WORK REQUIRED - Starting with the first line of the records below and going on through the line with "[66,345,163,393]", recast those lines as a JSON list of strings, one string per line, with blank lines left out.

┄┄┄┄┄┄┄┄┄┄

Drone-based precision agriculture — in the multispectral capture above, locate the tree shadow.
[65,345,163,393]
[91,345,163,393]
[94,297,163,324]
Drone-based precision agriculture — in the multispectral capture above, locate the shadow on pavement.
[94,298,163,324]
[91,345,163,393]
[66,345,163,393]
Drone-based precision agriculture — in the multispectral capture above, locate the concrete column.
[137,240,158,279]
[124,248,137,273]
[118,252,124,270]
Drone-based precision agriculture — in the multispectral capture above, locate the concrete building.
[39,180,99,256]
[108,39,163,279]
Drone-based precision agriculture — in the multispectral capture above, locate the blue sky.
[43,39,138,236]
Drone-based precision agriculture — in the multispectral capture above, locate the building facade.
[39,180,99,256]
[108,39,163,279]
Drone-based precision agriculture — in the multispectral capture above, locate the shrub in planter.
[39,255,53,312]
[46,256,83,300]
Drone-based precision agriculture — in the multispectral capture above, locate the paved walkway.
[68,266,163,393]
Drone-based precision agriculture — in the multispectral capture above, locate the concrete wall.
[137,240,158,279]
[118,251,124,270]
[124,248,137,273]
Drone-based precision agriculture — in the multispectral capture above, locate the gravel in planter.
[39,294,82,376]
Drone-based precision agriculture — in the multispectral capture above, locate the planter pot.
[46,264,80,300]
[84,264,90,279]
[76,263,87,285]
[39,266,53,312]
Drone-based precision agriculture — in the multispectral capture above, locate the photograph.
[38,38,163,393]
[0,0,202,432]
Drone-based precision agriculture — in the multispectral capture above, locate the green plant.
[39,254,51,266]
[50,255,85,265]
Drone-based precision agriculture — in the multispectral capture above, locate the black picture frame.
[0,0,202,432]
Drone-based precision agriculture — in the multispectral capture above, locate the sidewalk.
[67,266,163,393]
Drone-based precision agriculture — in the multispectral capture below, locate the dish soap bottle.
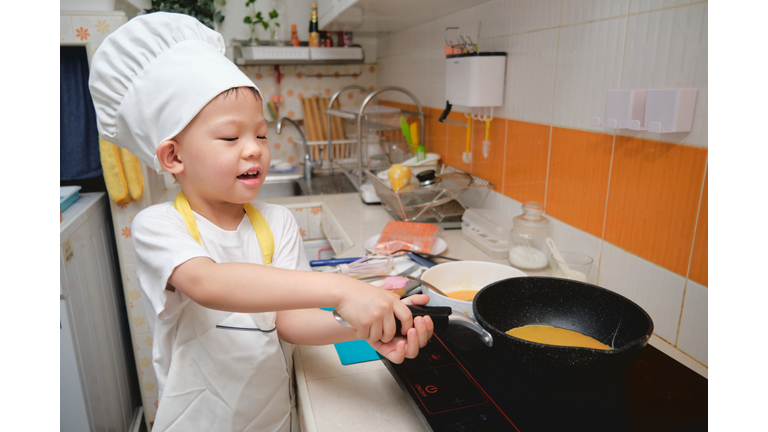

┄┄┄┄┄┄┄┄┄┄

CORRECT RESULT -
[
  "Drone-based precision agriculture — in the multispectral capture above, locate the tree shadow.",
  "[65,345,163,393]",
  "[91,345,163,393]",
  "[94,297,163,324]",
  "Drone-based precision agriculture — in the multispectral capture above, locate the shadow on pavement.",
  "[94,298,163,324]",
  "[91,345,163,393]",
  "[66,345,163,393]"
]